▸ **DAFTAR PERTANYAAN**:
A - Tentukan apakah setiap pernyataan berikut sesuai dengan teks tentang goal dan ukuran kinerja. Jawab ya atau tidak, lalu kutip kata-kata teks yang menjadi dasar jawaban.
(i) Semakin jelas tujuan, semakin mudah kinerja diukur.
(ii) Kinerja di sektor publik cukup dinilai dari sisi material saja.
(iii) Kegagalan legislator menangkap semua permasalahan disebut sebagai awal munculnya bias permasalahan.
B - Jawablah pertanyaan berikut berdasarkan teks tentang goal dan ukuran kinerja.
(i) Tahun berapa yang dicantumkan bersama nama Michael Lipsky?
(ii) Apa yang ditekankan organisasi kepada supervisor?
(iii) Menurut teks, proses pelaksanaan bisa dipengaruhi oleh apa?

▸ **TEKS SUMBER**:

Jumat, 02 Desember 2022

Goal dan Ukuran Kinerja Bab IV BOOK STREET-LEVEL BUREAUCRACY Dilemmas of The Individual in Public Service (Michael Lipsky, 1980)


Bab IV
Goal dan Ukuran Kinerja

BOOK STREET-LEVEL BUREAUCRACY
Dilemmas of The Individual in Public Service
(Michael Lipsky, 1980)

    Organisasi menekankan pada supervisor untuk terus menjaga agar tujuan tercapai termasuk melalui mekanisme kinerja untuk mengukur feedback dari pegawai. semakin jelas tujuan maka akan semakin mudah pengukuran kinerja. Ambiguitas dan ketidakjelasan tujuan tidak akan dengan tepat mampu mengukur kinerja street-level bureaucracies, dan hal ini merupakan faktor yang fundamental dalam menilai pegawai dan dalam sektor publik hal ini selalu menjadi isu apalagi masyarakat dan perkembangan semakin berkembang yang tidak dapat hanya dilihat dari sisi material seperti sektor private tetapi dari berbagai aspek.
    Tujuan sering menjadi ambigu karena merupakan akumulasi dari pembuatan peraturan awal hingga pelaksanaan karena semakin jenjang jarak maka bias akan semakin besar (margin of error semakin tinggi). Kegagalan legislator dalam menangkap semua permasalahan merupakan cikal bakal dari bias permasalahan, begitu juga dengan waktu dan perkembangan masyarakat yang selalu berubah. proses pelaksanaannya juga melibatkan banyak pihak sampai kepada masyarakat, biasa juga dipengaruhi oleh pandangan setiap aktor yang berbeda-beda.

▸ **DATA**:
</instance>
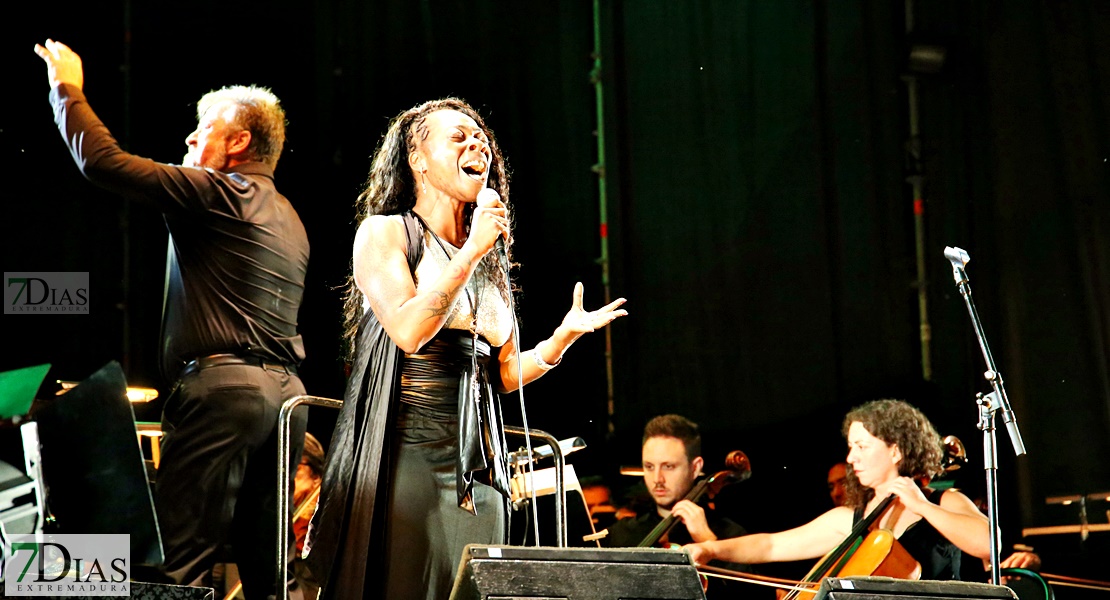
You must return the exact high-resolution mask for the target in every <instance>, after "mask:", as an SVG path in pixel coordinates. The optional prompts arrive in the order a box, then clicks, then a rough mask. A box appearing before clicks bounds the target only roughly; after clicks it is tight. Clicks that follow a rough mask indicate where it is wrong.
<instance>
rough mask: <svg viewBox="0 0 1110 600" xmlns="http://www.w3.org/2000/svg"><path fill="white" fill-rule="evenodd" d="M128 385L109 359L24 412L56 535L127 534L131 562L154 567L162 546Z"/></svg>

▸ **HASIL LATIHAN**:
A -
(i) Ya: "semakin jelas tujuan maka akan semakin mudah pengukuran kinerja"
(ii) Tidak: "tidak dapat hanya dilihat dari sisi material seperti sektor private tetapi dari berbagai aspek"
(iii) Ya: "Kegagalan legislator dalam menangkap semua permasalahan merupakan cikal bakal dari bias permasalahan"

B -
(i) Tahun 1980.
(ii) Organisasi menekankan agar supervisor terus menjaga supaya tujuan tercapai, termasuk melalui mekanisme kinerja untuk mengukur feedback dari pegawai.
(iii) Proses pelaksanaan bisa dipengaruhi oleh pandangan setiap aktor yang berbeda-beda.